Entries excerpted from a collection
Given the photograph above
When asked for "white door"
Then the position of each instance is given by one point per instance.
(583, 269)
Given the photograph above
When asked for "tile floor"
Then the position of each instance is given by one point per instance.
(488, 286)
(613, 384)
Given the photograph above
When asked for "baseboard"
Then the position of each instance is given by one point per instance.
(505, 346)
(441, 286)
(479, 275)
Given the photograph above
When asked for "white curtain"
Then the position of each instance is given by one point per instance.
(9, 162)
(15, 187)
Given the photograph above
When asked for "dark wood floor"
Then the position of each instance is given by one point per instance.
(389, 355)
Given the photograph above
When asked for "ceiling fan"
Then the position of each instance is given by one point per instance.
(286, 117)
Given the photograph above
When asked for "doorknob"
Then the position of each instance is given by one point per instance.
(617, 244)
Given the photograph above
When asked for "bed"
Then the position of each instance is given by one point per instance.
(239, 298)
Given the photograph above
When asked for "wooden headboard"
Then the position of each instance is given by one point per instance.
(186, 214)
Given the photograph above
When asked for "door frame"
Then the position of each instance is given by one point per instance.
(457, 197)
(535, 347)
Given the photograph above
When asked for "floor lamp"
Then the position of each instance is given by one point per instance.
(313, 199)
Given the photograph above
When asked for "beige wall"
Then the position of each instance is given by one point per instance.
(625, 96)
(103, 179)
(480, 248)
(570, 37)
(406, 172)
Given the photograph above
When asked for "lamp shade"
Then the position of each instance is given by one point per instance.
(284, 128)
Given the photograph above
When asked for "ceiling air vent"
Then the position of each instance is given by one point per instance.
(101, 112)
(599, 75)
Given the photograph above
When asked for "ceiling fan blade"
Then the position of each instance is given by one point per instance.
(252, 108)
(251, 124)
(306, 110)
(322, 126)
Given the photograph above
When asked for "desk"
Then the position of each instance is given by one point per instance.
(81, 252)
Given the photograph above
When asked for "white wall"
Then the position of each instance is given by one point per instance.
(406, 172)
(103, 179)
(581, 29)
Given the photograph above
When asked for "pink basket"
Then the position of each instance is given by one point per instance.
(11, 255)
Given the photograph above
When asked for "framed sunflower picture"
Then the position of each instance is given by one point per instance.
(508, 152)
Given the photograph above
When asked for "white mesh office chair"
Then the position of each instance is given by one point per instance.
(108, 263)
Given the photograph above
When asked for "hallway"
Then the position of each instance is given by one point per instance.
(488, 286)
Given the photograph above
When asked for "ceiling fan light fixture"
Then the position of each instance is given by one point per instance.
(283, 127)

GIVEN TASK
List every line in the entries above that contains the string "white". Case counts.

PROBLEM SOLUTION
When asked for "white door"
When asked for "white curtain"
When asked for "white wall"
When asked for "white mesh office chair"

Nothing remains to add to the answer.